Task requirements:
Your task is to copy the stretch of lines in the records below that begins with the line containing "Target: forest in background" and ends with the line containing "Target: windshield wiper", exactly as written, with nothing added.
*** Block opens ***
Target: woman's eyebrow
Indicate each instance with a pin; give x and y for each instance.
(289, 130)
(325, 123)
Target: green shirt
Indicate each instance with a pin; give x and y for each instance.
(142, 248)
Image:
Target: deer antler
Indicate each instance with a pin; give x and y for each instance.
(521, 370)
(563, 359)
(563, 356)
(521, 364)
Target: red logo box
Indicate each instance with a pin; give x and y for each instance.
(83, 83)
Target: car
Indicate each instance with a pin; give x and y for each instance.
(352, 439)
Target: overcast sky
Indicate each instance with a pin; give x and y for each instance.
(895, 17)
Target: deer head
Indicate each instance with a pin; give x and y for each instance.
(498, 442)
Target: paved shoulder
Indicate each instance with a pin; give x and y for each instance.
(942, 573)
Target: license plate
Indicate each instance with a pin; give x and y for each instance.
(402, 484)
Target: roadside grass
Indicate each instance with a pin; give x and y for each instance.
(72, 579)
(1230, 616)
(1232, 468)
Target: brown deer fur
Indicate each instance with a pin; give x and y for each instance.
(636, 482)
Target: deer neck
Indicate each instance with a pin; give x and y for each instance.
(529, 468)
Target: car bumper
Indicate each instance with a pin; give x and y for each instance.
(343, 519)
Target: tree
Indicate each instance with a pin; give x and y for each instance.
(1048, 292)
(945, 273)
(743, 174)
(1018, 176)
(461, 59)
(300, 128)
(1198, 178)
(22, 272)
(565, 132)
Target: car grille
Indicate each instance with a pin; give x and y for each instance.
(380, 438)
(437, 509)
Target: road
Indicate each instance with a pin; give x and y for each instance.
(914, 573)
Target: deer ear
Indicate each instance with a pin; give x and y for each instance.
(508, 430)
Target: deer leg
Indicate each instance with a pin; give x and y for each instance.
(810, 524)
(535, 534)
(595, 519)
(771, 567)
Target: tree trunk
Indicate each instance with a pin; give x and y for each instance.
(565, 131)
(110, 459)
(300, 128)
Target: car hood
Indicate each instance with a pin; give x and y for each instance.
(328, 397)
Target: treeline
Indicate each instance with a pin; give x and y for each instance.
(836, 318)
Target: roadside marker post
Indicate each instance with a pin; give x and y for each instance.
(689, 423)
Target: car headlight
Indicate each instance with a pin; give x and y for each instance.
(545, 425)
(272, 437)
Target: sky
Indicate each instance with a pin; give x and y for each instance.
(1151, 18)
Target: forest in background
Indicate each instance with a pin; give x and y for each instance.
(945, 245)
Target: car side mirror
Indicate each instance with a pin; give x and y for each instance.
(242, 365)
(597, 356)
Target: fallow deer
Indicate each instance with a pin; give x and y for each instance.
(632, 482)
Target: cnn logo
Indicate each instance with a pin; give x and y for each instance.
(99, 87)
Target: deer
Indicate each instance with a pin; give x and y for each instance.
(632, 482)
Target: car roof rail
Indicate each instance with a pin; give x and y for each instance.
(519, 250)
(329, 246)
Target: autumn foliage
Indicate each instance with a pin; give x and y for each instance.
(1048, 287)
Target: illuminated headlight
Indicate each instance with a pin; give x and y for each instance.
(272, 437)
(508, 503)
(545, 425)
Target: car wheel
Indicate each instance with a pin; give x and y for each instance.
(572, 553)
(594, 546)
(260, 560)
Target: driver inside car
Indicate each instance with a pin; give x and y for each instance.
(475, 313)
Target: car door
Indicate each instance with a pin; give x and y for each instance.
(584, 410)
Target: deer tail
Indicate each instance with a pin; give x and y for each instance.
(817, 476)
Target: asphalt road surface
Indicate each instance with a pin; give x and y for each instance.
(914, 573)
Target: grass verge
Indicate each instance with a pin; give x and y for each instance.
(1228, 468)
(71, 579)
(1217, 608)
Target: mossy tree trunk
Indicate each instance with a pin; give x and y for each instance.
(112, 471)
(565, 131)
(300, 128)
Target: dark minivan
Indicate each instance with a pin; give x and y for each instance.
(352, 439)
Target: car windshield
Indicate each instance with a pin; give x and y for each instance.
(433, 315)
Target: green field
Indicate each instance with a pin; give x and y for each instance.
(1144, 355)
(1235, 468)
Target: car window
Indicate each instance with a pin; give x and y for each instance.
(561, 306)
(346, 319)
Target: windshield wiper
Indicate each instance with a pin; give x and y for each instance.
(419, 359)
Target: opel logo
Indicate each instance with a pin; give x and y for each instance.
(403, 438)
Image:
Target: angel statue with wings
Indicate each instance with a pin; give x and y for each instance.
*** Block closes ***
Answer section:
Target: forest in background
Indicate each instance with a pin; give x and y for each instance.
(945, 245)
Target: car side mirror
Indicate each instance with a pin; give x and y for each instance.
(242, 365)
(597, 356)
Target: fallow deer
Indicate each instance with a pin; give x and y for each instance.
(632, 482)
Target: cnn logo
Indicate each instance with a pin; give x and y for each instance.
(99, 87)
Target: deer
Indicate each instance with a pin; give x and y for each instance.
(632, 482)
Target: car roof rail
Indicate each instance with a pin; give x and y for each instance.
(519, 250)
(329, 246)
Target: autumn foliage
Indicate each instance with a pin; give x and y for each instance.
(1048, 287)
Target: illuminated headlight
Indicate each instance with a pin; give x and y for each instance.
(272, 437)
(508, 503)
(545, 425)
Target: car wheel
Indicate each instance with a pin; give x and y for each instance.
(572, 553)
(594, 546)
(260, 560)
Target: driver inside car
Indicate each instance with a pin; give x and y for each instance.
(475, 313)
Target: car door
Indicate each instance with a pin; give x and y for each instance.
(584, 410)
Target: deer tail
Indicate each instance with a pin; give x and y for each instance.
(817, 476)
Target: asphalt road surface
Indicate each instance with a pin; give x and y for each instance.
(914, 573)
Target: grass verge
Indicate each instance with a pin; give x and y for each instance.
(1228, 468)
(71, 579)
(1217, 608)
Target: mossy tree trunk
Indicate each instance with a pin; give x and y for each instance.
(112, 471)
(565, 131)
(300, 128)
Target: dark minivan
Indicate each instance with a pin; give x and y for each instance.
(352, 439)
Target: car windshield
Indicate each instance with a pin; give x and y for each instance.
(433, 315)
Target: green field
Indicate each instance with a pin; give x and y for each instance.
(1144, 355)
(1235, 468)
Target: car window
Indicate each instance with a pin; give x and y for each instance.
(561, 306)
(346, 319)
Target: windshield wiper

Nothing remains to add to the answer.